== THE INPUT ==

(begin)

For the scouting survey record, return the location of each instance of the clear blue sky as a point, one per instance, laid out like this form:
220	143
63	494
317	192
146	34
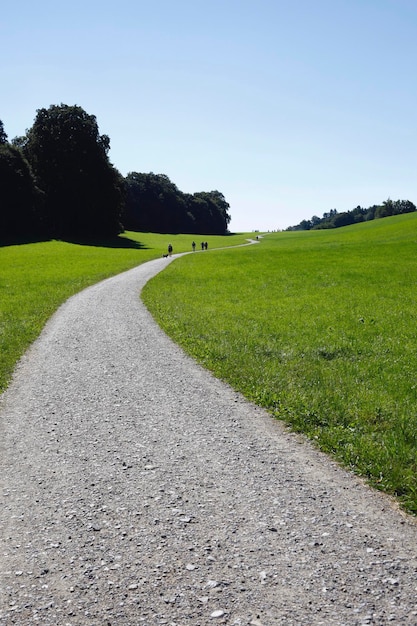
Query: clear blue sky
290	108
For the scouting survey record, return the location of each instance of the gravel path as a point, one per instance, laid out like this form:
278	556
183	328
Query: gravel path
138	489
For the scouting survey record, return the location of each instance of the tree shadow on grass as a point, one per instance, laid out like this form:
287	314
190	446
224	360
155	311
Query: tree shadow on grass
108	242
105	242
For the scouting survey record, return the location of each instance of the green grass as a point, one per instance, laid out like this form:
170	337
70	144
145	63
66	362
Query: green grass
36	278
320	328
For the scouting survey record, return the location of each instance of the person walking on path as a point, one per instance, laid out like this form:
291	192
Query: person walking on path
139	489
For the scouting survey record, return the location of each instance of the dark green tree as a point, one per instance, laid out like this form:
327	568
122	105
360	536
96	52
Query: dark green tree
154	203
3	136
20	199
216	218
83	191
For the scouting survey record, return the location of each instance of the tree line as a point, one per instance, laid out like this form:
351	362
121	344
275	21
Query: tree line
333	219
56	181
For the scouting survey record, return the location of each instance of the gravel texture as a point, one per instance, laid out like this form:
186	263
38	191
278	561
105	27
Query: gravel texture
138	489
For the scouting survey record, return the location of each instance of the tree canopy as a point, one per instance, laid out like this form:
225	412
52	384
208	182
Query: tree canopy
333	219
76	193
154	203
20	199
83	191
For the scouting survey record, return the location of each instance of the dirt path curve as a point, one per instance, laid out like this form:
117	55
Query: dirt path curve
138	489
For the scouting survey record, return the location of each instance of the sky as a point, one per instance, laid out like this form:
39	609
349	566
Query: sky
289	108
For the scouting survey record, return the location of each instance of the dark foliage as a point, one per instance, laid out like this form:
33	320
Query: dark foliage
333	219
83	191
154	203
3	136
21	201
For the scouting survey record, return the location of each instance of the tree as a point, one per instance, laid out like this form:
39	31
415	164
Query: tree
154	203
214	218
20	199
83	191
3	136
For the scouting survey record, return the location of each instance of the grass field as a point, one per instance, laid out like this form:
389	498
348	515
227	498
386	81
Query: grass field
36	278
320	328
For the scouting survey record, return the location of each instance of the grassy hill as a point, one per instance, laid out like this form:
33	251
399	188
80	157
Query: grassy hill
36	278
320	328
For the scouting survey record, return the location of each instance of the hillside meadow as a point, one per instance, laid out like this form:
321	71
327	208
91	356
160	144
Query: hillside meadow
36	278
319	328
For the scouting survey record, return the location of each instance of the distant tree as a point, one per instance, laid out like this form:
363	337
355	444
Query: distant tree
83	191
213	213
343	219
154	203
20	199
3	136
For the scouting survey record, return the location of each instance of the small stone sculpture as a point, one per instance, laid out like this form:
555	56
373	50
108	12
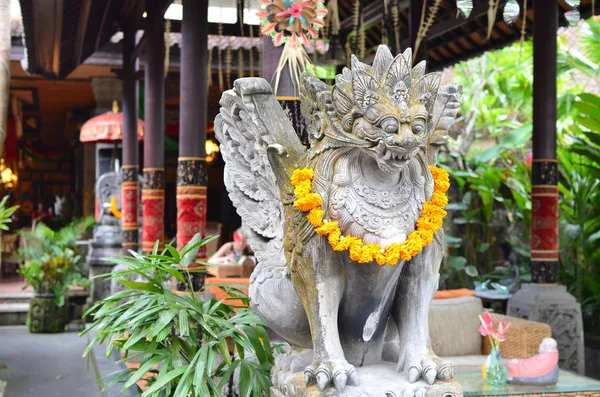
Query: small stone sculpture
541	369
370	248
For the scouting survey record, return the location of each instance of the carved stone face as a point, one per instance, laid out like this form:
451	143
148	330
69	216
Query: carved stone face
386	107
395	133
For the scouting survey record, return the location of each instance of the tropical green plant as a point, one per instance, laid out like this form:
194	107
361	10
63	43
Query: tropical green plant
52	264
579	209
186	345
6	214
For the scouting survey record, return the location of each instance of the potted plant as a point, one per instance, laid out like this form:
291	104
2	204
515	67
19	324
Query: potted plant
186	344
51	266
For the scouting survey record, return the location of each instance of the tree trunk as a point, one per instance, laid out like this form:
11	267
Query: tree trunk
4	68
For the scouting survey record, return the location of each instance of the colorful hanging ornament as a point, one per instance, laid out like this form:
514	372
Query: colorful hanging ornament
292	23
464	7
396	21
511	12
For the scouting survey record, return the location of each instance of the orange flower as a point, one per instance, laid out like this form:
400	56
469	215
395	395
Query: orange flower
429	222
300	175
315	217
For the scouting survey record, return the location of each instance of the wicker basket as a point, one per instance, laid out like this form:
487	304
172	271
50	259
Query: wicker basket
523	338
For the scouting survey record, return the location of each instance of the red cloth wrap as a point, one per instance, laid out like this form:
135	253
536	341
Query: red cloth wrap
544	223
191	215
129	205
153	210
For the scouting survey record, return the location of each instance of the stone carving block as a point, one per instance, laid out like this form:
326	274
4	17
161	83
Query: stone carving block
372	138
553	305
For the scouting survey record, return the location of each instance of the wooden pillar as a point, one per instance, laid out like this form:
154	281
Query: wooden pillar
414	22
544	191
130	186
287	95
153	190
191	170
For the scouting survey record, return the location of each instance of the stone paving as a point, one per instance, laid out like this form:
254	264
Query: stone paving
50	365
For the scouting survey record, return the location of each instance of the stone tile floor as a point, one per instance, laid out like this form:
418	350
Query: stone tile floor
45	365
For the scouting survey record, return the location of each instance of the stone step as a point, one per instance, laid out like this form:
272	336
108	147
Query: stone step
13	313
15	297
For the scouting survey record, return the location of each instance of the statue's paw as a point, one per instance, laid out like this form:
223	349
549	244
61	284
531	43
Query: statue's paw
429	368
336	372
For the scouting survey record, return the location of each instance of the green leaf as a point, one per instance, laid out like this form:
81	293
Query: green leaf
163	380
140	286
142	371
191	250
482	247
164	320
456	207
471	271
457	262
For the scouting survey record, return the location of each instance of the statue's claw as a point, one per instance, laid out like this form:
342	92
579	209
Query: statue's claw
429	369
339	380
414	373
445	370
323	378
336	372
422	392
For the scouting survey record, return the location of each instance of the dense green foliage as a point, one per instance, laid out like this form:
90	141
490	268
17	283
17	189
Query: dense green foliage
52	264
487	160
186	346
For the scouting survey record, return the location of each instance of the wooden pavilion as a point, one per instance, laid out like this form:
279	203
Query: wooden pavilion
56	46
59	35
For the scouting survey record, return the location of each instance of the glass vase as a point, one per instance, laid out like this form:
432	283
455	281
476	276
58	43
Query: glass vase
497	374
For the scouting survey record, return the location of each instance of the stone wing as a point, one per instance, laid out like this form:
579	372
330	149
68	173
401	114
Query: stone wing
251	120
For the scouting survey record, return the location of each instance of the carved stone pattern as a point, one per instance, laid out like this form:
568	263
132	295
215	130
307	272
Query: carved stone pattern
129	174
567	334
544	272
544	172
377	216
369	136
292	109
154	179
191	173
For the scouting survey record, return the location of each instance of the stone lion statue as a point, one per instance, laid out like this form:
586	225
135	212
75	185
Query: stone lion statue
373	136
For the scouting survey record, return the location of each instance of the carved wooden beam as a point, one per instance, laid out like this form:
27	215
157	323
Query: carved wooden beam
372	13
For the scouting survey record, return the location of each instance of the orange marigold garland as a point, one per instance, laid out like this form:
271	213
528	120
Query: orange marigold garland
430	221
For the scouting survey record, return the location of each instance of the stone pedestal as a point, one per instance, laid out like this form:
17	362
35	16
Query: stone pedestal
553	305
378	380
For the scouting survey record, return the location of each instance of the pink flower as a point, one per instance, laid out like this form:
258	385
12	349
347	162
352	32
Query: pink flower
485	328
500	335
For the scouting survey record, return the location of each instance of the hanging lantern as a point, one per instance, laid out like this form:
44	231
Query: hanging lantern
335	54
512	9
107	127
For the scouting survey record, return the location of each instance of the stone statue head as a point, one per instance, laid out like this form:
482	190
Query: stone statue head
385	109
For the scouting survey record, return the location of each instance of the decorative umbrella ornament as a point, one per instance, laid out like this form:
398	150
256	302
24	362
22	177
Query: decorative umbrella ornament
292	23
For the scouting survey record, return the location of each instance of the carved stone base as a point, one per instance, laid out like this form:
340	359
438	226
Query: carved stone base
379	380
553	305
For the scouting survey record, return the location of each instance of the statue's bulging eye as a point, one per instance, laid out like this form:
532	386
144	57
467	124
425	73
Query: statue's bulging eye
390	125
418	126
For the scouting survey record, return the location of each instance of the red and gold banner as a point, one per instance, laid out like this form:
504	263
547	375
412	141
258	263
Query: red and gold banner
544	223
153	208
191	201
130	198
191	215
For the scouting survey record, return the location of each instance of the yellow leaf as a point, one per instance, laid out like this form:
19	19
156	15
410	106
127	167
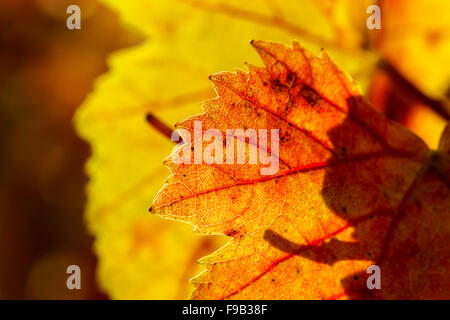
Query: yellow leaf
167	75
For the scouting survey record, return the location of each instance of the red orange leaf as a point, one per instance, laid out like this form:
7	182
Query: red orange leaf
353	189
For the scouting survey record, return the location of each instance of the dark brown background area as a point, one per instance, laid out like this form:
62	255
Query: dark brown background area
46	71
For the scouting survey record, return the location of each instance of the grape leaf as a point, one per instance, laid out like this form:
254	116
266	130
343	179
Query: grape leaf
353	189
165	75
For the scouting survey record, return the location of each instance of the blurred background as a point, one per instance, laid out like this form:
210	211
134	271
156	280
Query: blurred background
46	71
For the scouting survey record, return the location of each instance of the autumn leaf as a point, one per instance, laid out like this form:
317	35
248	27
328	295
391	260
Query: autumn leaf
415	38
353	189
165	76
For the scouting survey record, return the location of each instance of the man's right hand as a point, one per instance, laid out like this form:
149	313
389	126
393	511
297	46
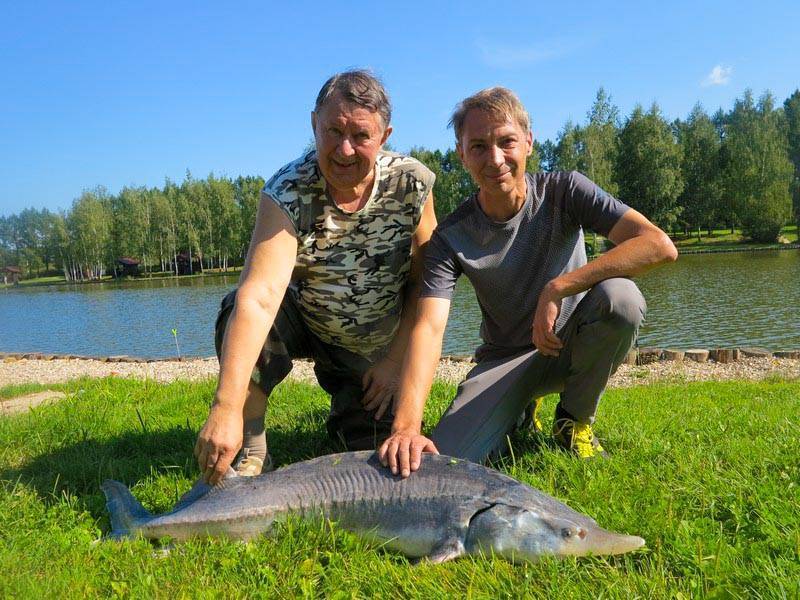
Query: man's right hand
402	451
218	442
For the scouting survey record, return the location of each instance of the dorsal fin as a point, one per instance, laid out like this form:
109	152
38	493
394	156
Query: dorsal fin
201	488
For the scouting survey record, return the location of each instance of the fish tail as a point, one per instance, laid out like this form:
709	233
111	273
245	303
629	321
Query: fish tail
126	512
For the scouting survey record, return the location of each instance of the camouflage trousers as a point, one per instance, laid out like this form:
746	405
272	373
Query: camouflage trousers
338	371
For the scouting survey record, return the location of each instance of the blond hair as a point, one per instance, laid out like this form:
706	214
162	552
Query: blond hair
496	101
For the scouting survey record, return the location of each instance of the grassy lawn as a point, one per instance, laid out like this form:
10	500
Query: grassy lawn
707	473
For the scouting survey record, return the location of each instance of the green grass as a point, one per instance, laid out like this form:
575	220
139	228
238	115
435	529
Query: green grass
707	473
723	239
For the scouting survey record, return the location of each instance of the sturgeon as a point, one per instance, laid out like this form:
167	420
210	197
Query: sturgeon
449	507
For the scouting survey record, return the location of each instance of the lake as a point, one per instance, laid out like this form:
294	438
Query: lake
701	301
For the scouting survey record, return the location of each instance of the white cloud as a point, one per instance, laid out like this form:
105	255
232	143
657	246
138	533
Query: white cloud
719	75
504	56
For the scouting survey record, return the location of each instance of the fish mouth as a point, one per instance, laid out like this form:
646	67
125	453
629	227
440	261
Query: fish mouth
607	542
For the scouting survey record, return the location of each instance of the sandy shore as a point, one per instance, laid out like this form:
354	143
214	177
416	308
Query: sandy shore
19	371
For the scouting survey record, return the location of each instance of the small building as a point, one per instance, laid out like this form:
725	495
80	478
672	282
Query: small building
11	275
127	267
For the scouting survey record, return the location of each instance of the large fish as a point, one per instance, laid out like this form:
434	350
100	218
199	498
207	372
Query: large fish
447	508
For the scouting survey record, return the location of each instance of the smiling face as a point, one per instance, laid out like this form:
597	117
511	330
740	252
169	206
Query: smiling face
348	138
494	150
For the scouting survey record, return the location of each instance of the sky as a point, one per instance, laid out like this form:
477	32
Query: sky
121	94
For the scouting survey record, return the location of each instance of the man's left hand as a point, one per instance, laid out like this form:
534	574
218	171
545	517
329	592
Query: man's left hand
380	384
544	321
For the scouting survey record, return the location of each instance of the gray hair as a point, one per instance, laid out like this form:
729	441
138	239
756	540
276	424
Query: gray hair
497	101
360	87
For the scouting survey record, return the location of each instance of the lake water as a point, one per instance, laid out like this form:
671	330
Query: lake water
702	301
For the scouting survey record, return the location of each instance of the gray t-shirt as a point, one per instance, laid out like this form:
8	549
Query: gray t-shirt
509	263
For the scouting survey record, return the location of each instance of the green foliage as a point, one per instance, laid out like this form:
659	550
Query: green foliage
791	109
701	197
735	168
707	473
649	166
453	182
758	172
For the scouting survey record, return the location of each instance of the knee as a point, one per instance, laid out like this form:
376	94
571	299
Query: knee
622	302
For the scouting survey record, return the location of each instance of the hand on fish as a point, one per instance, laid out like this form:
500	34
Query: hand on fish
402	451
218	442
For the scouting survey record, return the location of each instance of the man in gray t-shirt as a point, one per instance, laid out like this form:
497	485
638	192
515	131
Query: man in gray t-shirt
552	322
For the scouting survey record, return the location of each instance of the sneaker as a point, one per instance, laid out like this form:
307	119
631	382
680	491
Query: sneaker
250	466
577	438
530	417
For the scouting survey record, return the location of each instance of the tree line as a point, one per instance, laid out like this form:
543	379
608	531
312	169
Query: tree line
739	168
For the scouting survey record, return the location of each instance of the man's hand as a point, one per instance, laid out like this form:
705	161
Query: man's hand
402	452
380	384
544	322
218	442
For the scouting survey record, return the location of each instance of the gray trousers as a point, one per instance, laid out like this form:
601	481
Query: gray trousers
596	338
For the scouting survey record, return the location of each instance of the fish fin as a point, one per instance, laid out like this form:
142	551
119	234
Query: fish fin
201	488
445	551
126	512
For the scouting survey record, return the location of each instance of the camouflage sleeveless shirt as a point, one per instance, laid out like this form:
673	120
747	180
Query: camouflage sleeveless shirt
351	267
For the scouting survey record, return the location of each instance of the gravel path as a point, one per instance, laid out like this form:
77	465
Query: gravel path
58	370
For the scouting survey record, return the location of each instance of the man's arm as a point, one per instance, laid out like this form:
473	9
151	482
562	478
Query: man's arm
639	247
380	381
263	282
402	451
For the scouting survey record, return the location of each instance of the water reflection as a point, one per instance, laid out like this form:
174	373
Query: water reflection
742	299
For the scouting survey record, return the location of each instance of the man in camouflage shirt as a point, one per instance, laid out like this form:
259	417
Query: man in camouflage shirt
332	274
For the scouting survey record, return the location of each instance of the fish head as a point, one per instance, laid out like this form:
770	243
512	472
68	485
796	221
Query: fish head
521	534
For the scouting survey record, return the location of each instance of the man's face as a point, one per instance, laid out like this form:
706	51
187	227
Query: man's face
348	138
494	150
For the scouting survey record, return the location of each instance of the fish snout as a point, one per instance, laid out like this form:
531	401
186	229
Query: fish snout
600	541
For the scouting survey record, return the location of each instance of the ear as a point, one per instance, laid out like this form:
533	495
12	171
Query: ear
460	151
386	133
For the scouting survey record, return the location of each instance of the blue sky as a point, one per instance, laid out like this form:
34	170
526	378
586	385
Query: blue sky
116	94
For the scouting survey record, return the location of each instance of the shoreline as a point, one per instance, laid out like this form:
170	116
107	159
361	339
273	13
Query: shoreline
235	271
17	371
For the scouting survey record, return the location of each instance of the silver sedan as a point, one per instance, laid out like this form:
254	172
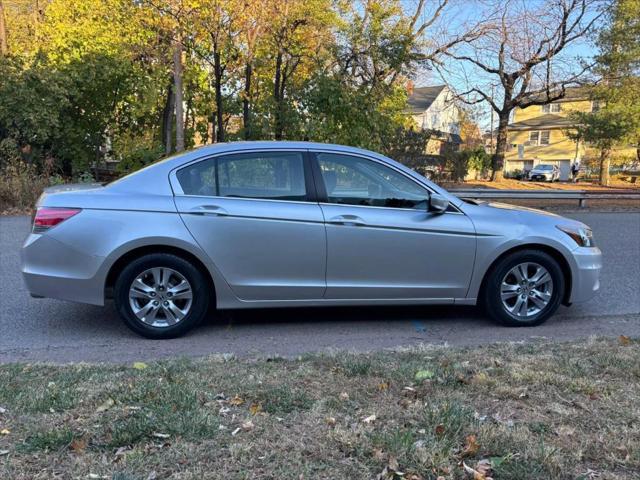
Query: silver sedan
277	224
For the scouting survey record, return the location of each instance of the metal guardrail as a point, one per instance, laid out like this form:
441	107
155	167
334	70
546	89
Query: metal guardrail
581	195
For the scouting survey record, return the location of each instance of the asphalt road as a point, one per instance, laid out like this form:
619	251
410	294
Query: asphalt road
56	331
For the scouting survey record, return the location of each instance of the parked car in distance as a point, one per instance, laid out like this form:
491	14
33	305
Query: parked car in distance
545	173
278	224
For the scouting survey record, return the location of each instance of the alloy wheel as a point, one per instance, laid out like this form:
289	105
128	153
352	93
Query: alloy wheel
526	290
160	297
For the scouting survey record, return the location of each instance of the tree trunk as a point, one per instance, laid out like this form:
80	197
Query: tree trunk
217	72
497	162
605	163
277	127
4	47
177	88
246	114
167	120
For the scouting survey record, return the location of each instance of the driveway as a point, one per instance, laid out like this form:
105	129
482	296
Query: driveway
56	331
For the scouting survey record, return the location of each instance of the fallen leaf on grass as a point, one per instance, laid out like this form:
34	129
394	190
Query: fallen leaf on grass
471	447
480	473
624	340
78	445
248	425
106	405
369	419
424	375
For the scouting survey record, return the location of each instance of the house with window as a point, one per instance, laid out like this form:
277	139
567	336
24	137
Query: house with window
433	108
538	134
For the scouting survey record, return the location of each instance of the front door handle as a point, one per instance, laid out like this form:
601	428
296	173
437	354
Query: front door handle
209	210
352	220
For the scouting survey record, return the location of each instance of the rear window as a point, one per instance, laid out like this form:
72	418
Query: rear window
265	175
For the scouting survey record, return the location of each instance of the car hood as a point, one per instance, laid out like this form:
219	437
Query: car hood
532	216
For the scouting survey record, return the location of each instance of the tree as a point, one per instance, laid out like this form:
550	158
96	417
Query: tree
617	121
521	53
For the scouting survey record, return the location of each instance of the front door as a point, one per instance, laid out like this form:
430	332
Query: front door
254	215
382	243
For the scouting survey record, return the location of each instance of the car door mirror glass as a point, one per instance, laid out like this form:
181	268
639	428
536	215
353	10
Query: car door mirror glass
438	203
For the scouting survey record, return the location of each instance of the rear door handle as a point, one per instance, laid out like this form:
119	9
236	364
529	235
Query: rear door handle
209	210
352	220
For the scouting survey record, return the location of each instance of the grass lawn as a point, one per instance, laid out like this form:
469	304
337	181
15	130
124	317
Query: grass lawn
526	411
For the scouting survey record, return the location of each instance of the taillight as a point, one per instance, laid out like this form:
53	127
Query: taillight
47	217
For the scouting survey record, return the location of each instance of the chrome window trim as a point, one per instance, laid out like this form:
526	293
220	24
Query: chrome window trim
177	188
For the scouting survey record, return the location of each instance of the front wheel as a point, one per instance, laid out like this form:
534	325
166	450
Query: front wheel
161	295
524	289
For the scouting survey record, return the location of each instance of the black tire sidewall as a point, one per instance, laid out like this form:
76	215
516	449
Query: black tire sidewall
491	292
198	283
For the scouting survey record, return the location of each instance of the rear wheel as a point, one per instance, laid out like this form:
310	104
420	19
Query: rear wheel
161	295
524	289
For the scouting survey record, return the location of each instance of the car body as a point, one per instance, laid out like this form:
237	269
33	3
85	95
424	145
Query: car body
278	224
545	172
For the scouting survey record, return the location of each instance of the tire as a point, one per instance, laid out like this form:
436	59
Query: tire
170	291
531	313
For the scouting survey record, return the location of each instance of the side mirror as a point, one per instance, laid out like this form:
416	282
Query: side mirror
438	203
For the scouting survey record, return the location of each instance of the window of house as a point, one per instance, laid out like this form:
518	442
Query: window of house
544	137
551	108
539	137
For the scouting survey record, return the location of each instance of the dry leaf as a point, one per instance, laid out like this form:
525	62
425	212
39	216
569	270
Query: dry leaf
476	475
106	405
471	447
369	419
248	425
78	445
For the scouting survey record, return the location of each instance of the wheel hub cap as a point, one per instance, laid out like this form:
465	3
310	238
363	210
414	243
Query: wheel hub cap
160	297
526	290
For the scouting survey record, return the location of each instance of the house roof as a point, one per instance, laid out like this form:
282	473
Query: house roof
571	95
543	122
422	97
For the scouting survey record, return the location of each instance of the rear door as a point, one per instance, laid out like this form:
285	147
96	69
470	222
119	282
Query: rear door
256	216
382	243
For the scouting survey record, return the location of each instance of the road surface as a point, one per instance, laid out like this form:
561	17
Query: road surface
56	331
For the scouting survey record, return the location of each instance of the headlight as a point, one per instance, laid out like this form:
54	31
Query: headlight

(end)

== SHORT EXERCISE ==
Rewrite the lines running from the one containing "of the headlight" through the end of the items, replacing "headlight" with "taillight" and leaving everything else unchanged.

== SOLUTION ==
For the scouting survey record, return the location of each instance of the taillight as a point, one per instance, laid out like this form:
54	31
Query: taillight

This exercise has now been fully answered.